--- Listed entries Enclosed Below ---

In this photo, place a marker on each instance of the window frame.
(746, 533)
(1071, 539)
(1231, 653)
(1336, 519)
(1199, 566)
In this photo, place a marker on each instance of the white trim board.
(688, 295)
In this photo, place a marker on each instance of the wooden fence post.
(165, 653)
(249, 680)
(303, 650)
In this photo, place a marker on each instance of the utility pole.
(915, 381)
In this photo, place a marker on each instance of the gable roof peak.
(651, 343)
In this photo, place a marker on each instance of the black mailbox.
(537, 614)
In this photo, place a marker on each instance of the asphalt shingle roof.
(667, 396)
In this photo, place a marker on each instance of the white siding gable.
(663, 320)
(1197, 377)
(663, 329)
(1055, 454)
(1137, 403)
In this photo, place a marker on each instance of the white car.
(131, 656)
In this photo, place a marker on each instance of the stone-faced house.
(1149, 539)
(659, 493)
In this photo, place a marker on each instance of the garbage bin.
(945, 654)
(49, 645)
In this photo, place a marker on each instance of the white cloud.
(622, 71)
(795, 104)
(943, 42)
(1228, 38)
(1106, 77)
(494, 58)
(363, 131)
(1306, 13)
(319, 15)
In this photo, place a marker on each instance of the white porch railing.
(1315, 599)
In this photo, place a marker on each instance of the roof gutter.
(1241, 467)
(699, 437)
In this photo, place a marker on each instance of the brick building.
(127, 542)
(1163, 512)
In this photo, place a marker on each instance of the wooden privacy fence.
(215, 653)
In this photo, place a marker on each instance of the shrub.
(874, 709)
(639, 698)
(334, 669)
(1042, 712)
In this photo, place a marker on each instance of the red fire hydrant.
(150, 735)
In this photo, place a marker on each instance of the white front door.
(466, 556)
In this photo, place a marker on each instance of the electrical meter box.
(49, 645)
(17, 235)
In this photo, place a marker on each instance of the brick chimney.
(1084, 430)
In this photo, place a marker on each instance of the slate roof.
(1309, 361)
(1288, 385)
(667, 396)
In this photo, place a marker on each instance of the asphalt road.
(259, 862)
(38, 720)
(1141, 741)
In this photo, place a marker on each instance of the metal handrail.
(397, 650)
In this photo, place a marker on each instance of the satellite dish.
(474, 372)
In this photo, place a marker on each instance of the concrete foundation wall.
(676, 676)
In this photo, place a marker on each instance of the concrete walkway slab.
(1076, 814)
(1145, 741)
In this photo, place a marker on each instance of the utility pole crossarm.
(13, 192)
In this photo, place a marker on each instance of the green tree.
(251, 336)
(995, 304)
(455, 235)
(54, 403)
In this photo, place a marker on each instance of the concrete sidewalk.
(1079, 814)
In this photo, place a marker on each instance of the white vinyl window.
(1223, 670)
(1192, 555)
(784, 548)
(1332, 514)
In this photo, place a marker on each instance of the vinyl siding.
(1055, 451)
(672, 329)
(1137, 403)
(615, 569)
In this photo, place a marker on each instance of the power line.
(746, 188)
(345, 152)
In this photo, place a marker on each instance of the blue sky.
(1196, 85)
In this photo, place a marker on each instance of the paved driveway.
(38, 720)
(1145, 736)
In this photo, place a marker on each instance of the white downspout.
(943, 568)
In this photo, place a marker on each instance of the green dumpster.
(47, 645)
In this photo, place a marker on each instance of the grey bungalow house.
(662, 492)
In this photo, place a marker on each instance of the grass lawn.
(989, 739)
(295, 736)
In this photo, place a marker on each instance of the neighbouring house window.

--- End of Enclosed Listed entries ---

Work task — Copy every line of the records above exactly.

Solved problem —
In this photo, place a marker on each instance of the window frame.
(746, 533)
(1071, 539)
(1231, 653)
(1336, 519)
(1199, 566)
In this photo, place a marker on each instance of the white trim board.
(688, 295)
In this photo, place a marker on each instance of the wooden fence post.
(165, 653)
(249, 680)
(303, 650)
In this photo, place a marker on each instance of the utility pole.
(915, 381)
In this photo, place a marker on each instance of the gable roof peak.
(651, 343)
In this photo, place a marker on each instance of the black mailbox.
(537, 614)
In this photo, place a marker on each instance of the asphalt shingle roof.
(667, 396)
In this photo, place a marker on each instance of the white siding gable.
(663, 320)
(1197, 377)
(663, 329)
(1055, 454)
(1137, 403)
In this photo, place a marker on each instance of the white car.
(131, 656)
In this photo, place a marker on each instance of the stone-faced house.
(1149, 539)
(659, 493)
In this photo, place a marker on each instance of the garbage bin.
(945, 654)
(49, 645)
In this photo, place a marker on each instance of the white cloud.
(622, 71)
(795, 104)
(943, 42)
(1228, 38)
(1106, 77)
(494, 58)
(363, 131)
(1306, 13)
(319, 15)
In this photo, place a marker on each instance of the white porch railing.
(1315, 599)
In this photo, place a marker on each instance of the roof gutter.
(1241, 467)
(699, 437)
In this photo, place a marker on each instance of the brick building.
(127, 542)
(1163, 512)
In this photo, place a marker on each instance of the wooden privacy fence.
(215, 653)
In this photo, place a marker on each instance of the shrub.
(874, 709)
(639, 698)
(334, 669)
(1042, 712)
In this photo, place a marker on each instance of the red fire hydrant.
(150, 735)
In this photo, place a marker on each instance of the white front door.
(466, 556)
In this photo, place a marker on each instance of the electrical meter box.
(49, 645)
(17, 235)
In this photo, place a marker on each instance of the brick chimney.
(1084, 430)
In this photo, place a marker on each instance of the slate roof.
(1309, 361)
(1288, 385)
(667, 396)
In this photo, place a marker on each instance of the asphalt road.
(259, 862)
(38, 720)
(1141, 741)
In this photo, place a marker on each instance of the metal handrail.
(397, 650)
In this photo, place a marker on each instance of the satellite dish.
(474, 372)
In this photo, place a marker on each instance of the concrete foundation wall.
(676, 676)
In this photo, place a marker on each instance of the concrete walkway slab.
(1076, 814)
(1145, 741)
In this photo, place a marker on each instance of the utility pole crossarm.
(13, 192)
In this photo, place a marker on each instance of the green tree.
(251, 336)
(995, 304)
(455, 235)
(54, 403)
In this photo, place a marker on each instance of the concrete sidewalk.
(1079, 814)
In this photo, place a marker on each instance of the white vinyl window.
(1223, 670)
(1192, 555)
(784, 548)
(1332, 514)
In this photo, place a marker on each instance of the vinyl siding.
(1055, 451)
(672, 329)
(1137, 403)
(615, 569)
In this photo, place a marker on each instance of the power line.
(746, 188)
(345, 152)
In this photo, place a marker on each instance of the blue sky.
(1196, 85)
In this photo, place a marker on each instance of the paved driveway.
(38, 720)
(1145, 736)
In this photo, place a marker on each instance of the white downspout.
(943, 568)
In this photo, place a marker on each instance of the green dumpster.
(47, 645)
In this photo, place a marker on each instance of the grey bungalow house.
(662, 492)
In this photo, place a marker on each instance of the grass lawn.
(989, 739)
(295, 736)
In this photo, place a marker on each instance of the neighbouring house window.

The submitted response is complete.